Exercise set
(a) Answer these questions from the biographical passage on Friedrich Adler:
(i) Where was Adler born?
(ii) In what year did he finish his studies with a doctorate in law?
(iii) Whom did he marry in March 1895?
(b) Rewrite the biographical passage on Friedrich Adler starting at "Friedrich Adler (13" and ending at "the German language.", changing "translator" to "interpreter".
(c) Continue the biographical passage on Friedrich Adler from the point where it stops.

### Excerpted passage ###

Friedrich Adler (13 February 1857 – 2 February 1938) was a Czech-Austrian jurist, translator, and writer of Jewish origin, writing in the German language.

==Biography==
Friedrich Adler was born in Kosova Hora. He was the son of innkeeper and soaper Joseph Adler, and his wife Marie Fürth. After his parents' deaths (probably in 1866), Adler was only able to attend school in Amschelberg irregularly. Despite this, he was admitted to a gymnasium in Prague, and to the Karl-Ferdinands University in Prague.

There, he studied Romance Languages, English, Czech, and Modern Greek. He later changed subjects and studied law and politics. During his studies, Adler received an award for his translation of a poem by Henry Wadsworth Longfellow in a competition. He finished his studies in 1883 with a doctorate in law.

After his studies he completed a legal clerkship in 1890. In the same year he was licensed to become a lawyer and opened a law office on 1 January 1891 in Prague. In March 1895 he married Regine Wessely from Třebíč, Moravia. They had two daughters: Marie-Elise and Gertrude.

In 1896, Adler became the secretary of the Prague trade body (a position he held until the start of World War I). He was also a lecturer for Romance philology at the German University in Prague and arts and theatre correspondent for the newspaper Bohemia. From 1900 he taught Spanish at the German trade academy in Prague.

### Study material ###

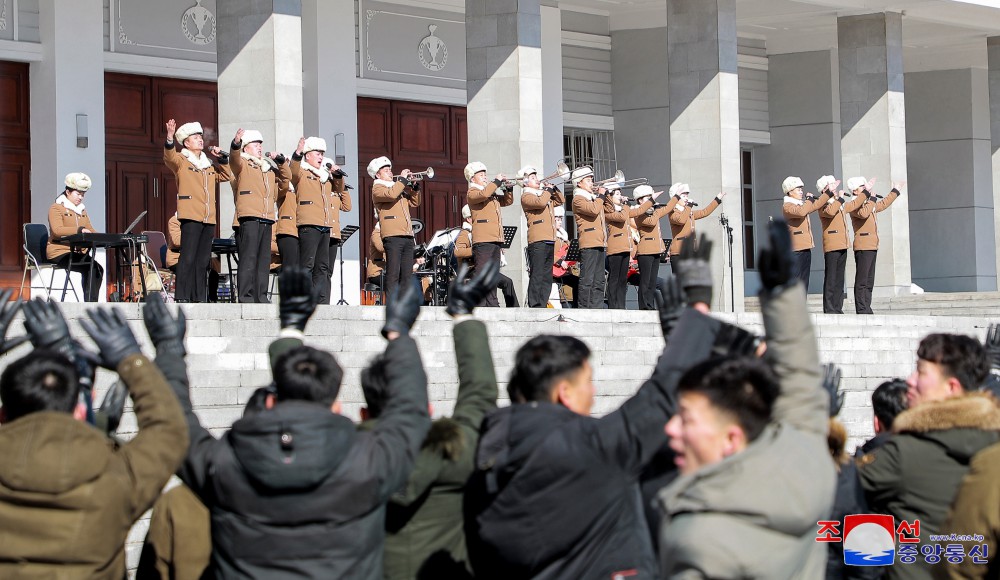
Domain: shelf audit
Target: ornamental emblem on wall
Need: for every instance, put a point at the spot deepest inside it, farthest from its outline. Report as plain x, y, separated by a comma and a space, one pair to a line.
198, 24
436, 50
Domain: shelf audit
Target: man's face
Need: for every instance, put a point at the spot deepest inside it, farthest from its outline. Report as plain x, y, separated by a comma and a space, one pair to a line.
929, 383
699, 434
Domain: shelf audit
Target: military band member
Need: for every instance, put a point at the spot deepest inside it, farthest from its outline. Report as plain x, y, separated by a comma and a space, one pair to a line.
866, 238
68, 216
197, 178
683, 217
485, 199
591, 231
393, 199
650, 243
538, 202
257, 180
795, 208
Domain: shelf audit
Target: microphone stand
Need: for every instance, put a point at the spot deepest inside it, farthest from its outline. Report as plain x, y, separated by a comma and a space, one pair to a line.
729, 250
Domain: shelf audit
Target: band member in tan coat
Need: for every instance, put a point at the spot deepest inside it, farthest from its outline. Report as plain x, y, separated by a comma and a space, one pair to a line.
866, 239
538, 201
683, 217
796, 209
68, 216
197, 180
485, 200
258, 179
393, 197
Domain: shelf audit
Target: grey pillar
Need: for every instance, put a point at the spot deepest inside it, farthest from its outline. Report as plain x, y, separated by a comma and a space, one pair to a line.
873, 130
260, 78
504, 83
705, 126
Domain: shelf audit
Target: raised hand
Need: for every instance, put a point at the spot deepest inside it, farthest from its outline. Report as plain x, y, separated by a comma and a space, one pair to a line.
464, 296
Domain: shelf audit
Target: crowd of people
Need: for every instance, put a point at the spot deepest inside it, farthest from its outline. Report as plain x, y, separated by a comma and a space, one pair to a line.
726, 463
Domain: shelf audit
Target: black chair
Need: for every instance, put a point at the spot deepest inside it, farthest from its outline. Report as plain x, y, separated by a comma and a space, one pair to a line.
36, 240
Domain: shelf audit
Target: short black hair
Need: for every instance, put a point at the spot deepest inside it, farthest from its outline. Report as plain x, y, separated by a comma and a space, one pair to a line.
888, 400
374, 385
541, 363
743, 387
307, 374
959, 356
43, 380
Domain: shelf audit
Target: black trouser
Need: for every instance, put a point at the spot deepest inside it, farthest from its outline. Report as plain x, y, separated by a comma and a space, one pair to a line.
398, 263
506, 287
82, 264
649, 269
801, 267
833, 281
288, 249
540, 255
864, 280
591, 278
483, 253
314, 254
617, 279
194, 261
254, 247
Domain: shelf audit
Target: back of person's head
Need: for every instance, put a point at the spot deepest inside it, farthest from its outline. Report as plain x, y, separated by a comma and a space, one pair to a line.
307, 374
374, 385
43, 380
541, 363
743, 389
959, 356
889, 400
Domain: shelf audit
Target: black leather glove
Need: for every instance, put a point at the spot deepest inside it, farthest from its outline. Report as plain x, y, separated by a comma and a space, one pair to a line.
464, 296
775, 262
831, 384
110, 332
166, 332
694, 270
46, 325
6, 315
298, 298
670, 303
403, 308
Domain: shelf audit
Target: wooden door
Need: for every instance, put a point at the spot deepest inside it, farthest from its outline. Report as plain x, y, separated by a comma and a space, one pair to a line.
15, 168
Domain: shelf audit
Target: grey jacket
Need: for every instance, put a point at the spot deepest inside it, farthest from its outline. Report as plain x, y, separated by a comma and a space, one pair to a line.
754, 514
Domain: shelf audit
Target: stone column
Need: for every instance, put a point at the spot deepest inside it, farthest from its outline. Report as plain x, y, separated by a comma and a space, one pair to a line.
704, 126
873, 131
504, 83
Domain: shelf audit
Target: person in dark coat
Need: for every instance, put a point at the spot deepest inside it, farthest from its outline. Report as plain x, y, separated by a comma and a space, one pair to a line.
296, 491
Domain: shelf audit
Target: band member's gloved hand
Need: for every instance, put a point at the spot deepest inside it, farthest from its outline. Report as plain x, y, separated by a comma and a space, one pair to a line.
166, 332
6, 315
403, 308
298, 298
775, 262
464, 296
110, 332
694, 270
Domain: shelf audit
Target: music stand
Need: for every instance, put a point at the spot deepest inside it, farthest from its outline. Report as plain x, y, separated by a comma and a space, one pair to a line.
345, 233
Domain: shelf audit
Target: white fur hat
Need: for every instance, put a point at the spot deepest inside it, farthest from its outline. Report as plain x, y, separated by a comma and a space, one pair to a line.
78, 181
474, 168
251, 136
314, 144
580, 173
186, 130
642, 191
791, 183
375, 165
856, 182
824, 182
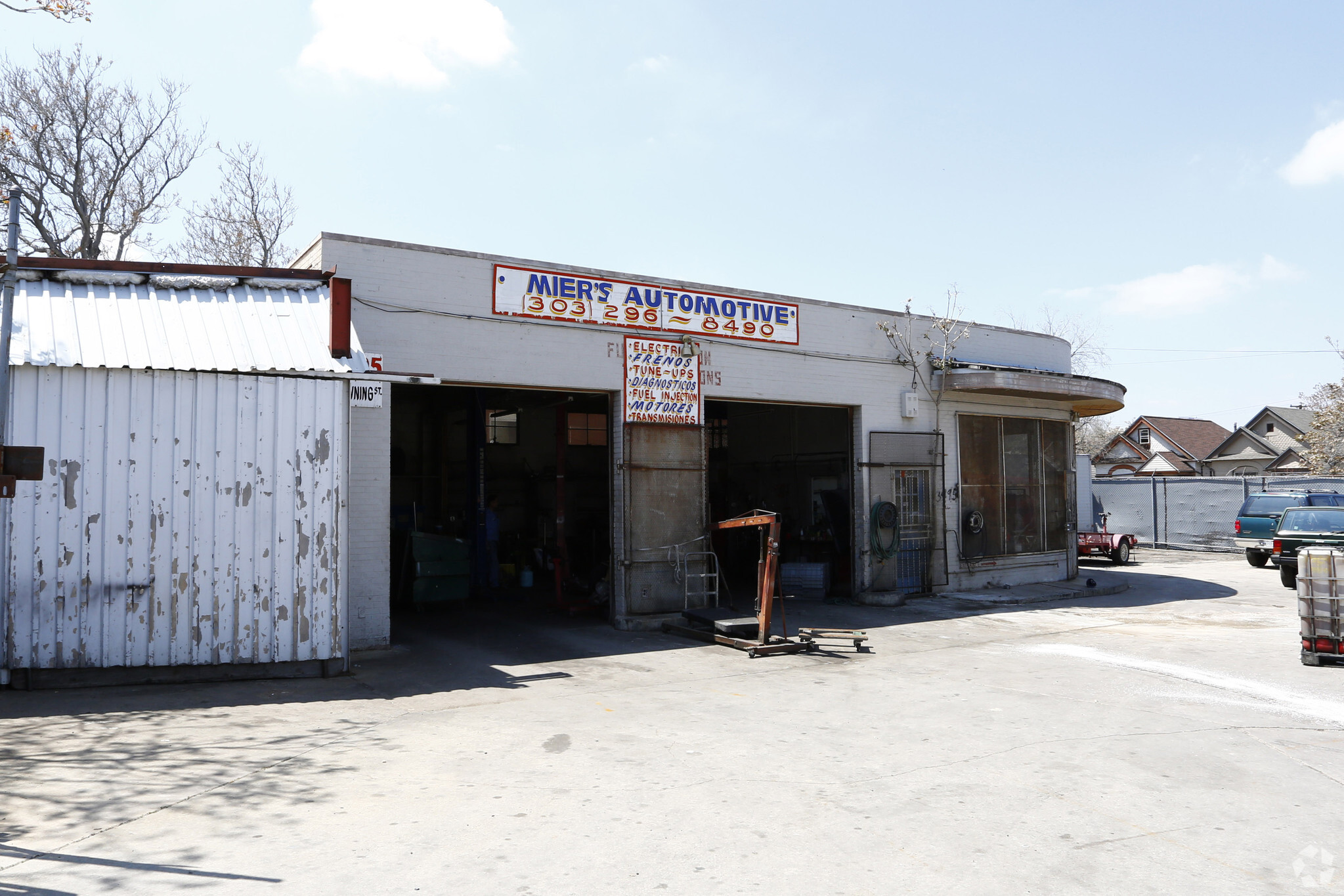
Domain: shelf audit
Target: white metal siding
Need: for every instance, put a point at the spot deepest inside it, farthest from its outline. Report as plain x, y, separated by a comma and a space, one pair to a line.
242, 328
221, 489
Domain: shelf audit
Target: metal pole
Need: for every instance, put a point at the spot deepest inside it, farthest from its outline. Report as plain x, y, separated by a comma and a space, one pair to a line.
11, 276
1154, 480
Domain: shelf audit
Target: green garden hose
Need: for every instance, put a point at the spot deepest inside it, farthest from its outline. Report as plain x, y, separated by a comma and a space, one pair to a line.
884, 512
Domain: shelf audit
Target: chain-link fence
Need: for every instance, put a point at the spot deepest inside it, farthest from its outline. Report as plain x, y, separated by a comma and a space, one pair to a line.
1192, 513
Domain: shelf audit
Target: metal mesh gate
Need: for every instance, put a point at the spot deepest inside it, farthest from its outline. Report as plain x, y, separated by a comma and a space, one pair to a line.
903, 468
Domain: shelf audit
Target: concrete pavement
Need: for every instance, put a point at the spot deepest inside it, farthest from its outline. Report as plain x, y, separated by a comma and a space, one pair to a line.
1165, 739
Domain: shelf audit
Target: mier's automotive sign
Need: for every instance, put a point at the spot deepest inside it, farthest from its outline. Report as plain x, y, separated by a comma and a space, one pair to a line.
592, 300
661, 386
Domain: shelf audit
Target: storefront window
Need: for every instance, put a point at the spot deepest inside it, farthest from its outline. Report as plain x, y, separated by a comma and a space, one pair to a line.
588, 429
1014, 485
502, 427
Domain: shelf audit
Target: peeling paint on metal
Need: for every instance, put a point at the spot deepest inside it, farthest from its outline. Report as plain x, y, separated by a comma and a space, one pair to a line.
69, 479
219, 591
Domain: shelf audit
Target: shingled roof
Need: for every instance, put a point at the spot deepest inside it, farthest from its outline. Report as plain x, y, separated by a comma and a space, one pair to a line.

###
### Study material ###

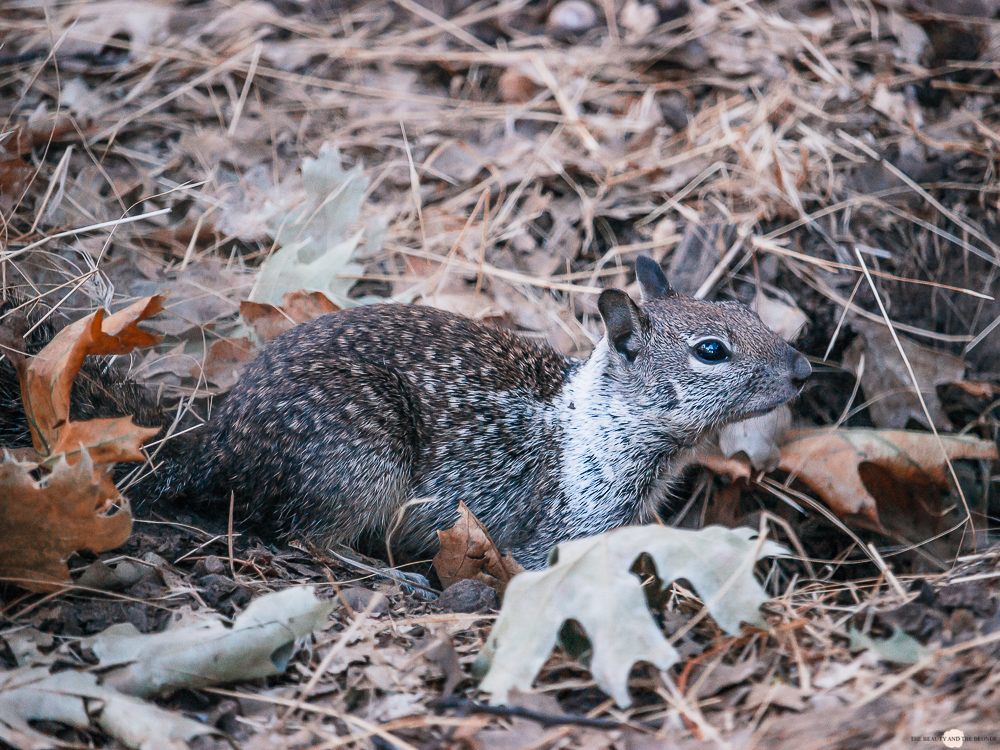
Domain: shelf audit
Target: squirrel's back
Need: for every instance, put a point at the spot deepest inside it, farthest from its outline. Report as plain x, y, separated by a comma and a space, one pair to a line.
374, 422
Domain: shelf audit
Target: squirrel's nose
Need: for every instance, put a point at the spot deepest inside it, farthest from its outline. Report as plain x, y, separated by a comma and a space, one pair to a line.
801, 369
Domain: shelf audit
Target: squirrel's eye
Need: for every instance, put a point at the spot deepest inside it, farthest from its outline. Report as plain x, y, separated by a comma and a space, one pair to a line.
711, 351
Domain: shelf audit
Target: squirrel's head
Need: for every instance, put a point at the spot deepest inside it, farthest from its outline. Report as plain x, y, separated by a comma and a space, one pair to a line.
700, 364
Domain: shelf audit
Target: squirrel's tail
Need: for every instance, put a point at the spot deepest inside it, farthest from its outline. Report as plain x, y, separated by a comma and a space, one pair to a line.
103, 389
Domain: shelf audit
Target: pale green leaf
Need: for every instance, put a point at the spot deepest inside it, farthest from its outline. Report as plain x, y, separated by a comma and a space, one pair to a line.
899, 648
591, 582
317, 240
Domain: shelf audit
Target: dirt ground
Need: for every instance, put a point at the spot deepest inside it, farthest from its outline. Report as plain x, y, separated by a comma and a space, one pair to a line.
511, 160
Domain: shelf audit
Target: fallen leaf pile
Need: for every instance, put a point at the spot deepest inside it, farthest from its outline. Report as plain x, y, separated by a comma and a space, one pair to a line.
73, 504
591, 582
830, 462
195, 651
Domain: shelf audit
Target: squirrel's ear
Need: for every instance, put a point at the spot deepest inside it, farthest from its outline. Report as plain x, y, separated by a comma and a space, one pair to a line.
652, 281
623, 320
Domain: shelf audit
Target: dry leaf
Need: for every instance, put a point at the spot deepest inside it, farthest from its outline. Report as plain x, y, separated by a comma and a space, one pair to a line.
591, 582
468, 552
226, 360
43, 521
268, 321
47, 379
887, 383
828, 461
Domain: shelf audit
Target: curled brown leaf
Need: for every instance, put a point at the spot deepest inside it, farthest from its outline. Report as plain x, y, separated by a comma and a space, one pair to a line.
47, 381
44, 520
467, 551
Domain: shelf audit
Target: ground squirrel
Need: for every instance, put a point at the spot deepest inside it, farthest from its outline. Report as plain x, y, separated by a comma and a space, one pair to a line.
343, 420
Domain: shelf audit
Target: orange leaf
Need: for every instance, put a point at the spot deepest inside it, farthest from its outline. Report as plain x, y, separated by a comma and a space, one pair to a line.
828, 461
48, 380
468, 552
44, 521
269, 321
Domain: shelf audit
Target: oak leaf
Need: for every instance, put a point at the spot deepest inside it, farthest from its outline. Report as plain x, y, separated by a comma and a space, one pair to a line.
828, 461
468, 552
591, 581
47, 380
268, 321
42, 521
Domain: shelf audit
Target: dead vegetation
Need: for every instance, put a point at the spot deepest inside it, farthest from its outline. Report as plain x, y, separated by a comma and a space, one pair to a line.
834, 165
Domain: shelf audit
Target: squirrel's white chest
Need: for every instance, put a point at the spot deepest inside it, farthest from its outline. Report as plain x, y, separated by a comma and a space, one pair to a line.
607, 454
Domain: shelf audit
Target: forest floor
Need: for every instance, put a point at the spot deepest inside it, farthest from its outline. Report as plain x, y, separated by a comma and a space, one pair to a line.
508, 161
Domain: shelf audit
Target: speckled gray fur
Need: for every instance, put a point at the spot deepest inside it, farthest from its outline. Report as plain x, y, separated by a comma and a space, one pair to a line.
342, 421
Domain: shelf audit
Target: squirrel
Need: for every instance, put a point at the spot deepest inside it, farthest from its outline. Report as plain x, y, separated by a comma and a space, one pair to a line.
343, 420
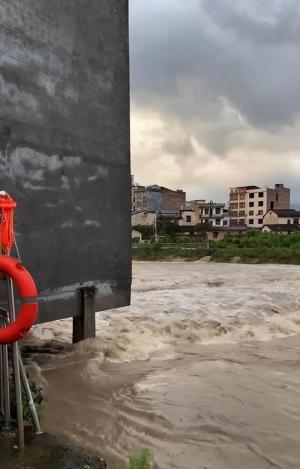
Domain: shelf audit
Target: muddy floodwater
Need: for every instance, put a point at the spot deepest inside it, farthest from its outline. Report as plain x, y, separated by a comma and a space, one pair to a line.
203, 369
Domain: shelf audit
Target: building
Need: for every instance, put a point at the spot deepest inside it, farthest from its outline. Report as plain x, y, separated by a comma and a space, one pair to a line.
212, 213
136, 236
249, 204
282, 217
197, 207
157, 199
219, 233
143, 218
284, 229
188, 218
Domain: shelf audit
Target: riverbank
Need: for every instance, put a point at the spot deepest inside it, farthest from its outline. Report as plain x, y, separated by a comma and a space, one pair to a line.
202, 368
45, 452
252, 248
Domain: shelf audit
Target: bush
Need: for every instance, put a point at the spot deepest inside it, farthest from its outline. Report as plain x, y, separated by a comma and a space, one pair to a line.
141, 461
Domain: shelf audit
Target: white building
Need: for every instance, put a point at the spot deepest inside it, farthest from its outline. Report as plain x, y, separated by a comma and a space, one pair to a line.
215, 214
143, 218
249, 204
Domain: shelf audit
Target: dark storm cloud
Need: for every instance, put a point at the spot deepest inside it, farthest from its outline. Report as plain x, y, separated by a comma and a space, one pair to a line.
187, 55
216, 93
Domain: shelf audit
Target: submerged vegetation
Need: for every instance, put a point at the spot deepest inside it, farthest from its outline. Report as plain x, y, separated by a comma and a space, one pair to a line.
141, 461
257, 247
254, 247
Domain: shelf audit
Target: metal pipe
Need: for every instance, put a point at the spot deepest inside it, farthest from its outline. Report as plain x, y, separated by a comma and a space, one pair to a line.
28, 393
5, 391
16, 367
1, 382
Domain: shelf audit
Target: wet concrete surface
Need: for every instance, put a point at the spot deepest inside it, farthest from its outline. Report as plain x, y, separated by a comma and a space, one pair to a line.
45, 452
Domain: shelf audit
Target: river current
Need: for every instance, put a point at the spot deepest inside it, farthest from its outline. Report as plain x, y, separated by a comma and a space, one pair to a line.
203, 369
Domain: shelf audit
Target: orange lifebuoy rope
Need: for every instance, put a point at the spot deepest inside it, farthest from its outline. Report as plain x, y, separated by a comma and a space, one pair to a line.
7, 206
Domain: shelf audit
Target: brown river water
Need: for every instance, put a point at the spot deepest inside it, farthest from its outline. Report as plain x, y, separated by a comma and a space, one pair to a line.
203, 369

###

Results of the tasks
(a)
(i) Kosova Hora
(ii) 1883
(iii) Regine Wessely from Třebíč, Moravia

(b)
Friedrich Adler (13 February 1857 – 2 February 1938) was a Czech-Austrian jurist, interpreter, and writer of Jewish origin, writing in the German language.

(c)
After the First World War, Adler headed the translation department of the Czech National Assembly. He was elected a member of the Society for the Promotion of German Sciences, Arts and Literature in Bohemia and was a prominent figure of the Prague literature scene at the turn of the century, alongside Hugo Salus. He was a member of the patriotic-liberal oriented German artists society Concordia, which met in the "Deutscher Casino"; in addition to himself and Salus, the society included writers of the Bohemia. Adler corresponded with Richard Dehmel and Gustav Falke, amongst others.

Friedrich Adler died at the age of 81 on 2 February 1938 in Prague. His family were victims of the Nazi regime: Regine Adler was murdered in 1943 in the Theresienstadt concentration camp, the path of his daughter could only be traced up to 1943 in Zamość, Poland.

He is buried at the New Jewish Cemetery in Smíchov, Prague.